§ Short exercise: Edit the data below by replacing "innermost" with "most central" wherever it occurs, keeping everything else unchanged. Leave the pictures out of your answer.

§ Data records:
......

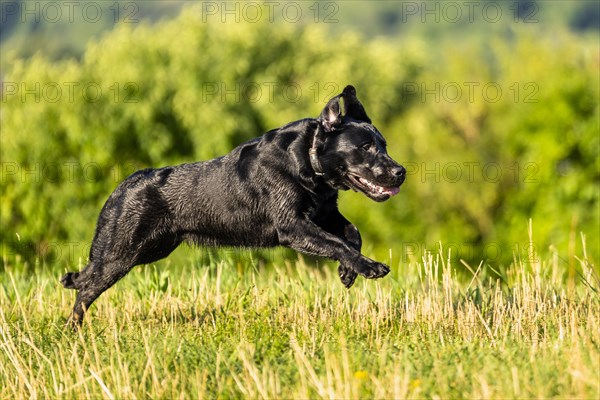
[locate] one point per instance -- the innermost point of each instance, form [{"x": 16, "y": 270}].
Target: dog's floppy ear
[
  {"x": 354, "y": 108},
  {"x": 331, "y": 116}
]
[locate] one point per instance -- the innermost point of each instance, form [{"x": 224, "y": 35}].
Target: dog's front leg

......

§ Exercise solution:
[locate] one point per instance -- the most central point of each instance, form [{"x": 16, "y": 270}].
Target: dog's floppy ear
[
  {"x": 354, "y": 108},
  {"x": 331, "y": 116}
]
[locate] one point per instance -- the most central point of each instance, form [{"x": 224, "y": 35}].
Target: dog's front leg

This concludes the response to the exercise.